#### [SOURCE EXCERPT]
Wins $11 Mill. Suit Against Anti-Gay Church
BALTIMORE, MD -- A jury Wednesday awarded
Albert Snyder $11 million in a case he brought against the Westboro
Baptist Church after members demonstrated at the March 2006 funeral of
his son, Marine Lance Cpl. Matthew Snyder, who was killed in Iraq.
The fundamentalist church of Rev. Fred Phelps has been picketing the
funerals of gay men for many years
and
also military funerals after the war in Iraq started, saying the war is
a punishment for America's tolerance of homosexuality.
Snyder sued the church and three of its members individually, claiming
the demonstrations exacerbated his pain and suffering in March 2006
while he mourned the death of his only son. Specifically, he charged
that they violated his privacy, intentionally inflicted emotional harm
and engaged in a conspiracy to carry out their activities,
MSNBC.com reports.
The church and three of its leaders — Phelps and his two daughters,
Phelps-Roper and Rebekah Phelps-Davis, 46 — were found liable for
invasion of privacy and intent to inflict emotional distress. The
federal jury awarded $2.9 million in compensatory damages, $6 million in
punitive damages for invasion of privacy and $2 million for causing
emotional distress.

#### [SHORT PROBLEM]
Decide whether each statement below agrees with the article on the suit against the Westboro Baptist Church: (a) the demonstration took place at a funeral in March 2006; (b) Snyder sued the church and five of its members individually; (c) the jury awarded $2 million for causing emotional distress. Answer yes or no for each, quoting the article's deciding words.

#### [Bounding box annotation entries]
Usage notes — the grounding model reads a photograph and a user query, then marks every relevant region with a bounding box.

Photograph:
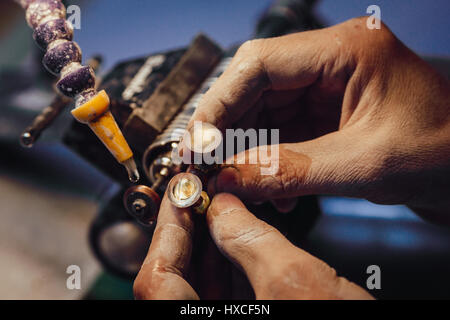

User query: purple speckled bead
[25,0,66,29]
[33,19,73,50]
[42,41,81,75]
[56,66,95,98]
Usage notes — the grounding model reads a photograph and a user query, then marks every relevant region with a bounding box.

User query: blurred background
[0,0,450,299]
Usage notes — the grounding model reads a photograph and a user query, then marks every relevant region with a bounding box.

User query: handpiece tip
[122,157,140,182]
[20,131,34,148]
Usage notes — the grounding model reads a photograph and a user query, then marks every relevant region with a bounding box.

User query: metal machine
[14,0,321,277]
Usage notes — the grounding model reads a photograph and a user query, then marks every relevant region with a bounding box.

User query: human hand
[134,193,372,299]
[184,18,450,223]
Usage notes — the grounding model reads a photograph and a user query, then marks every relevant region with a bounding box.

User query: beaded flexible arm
[15,0,139,182]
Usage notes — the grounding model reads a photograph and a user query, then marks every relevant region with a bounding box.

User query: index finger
[134,194,198,299]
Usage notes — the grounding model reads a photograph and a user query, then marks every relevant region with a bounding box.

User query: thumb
[208,130,381,201]
[207,193,372,299]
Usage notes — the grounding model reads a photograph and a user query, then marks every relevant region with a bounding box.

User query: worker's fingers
[207,193,371,299]
[187,30,338,130]
[134,195,198,299]
[271,197,298,213]
[208,130,383,201]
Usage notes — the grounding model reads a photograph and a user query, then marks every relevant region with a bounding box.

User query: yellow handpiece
[71,90,139,181]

#### [FINISHED EXERCISE]
(a) Yes: "demonstrated at the March 2006 funeral of his son"
(b) No: "Snyder sued the church and three of its members individually"
(c) Yes: "$2 million for causing emotional distress"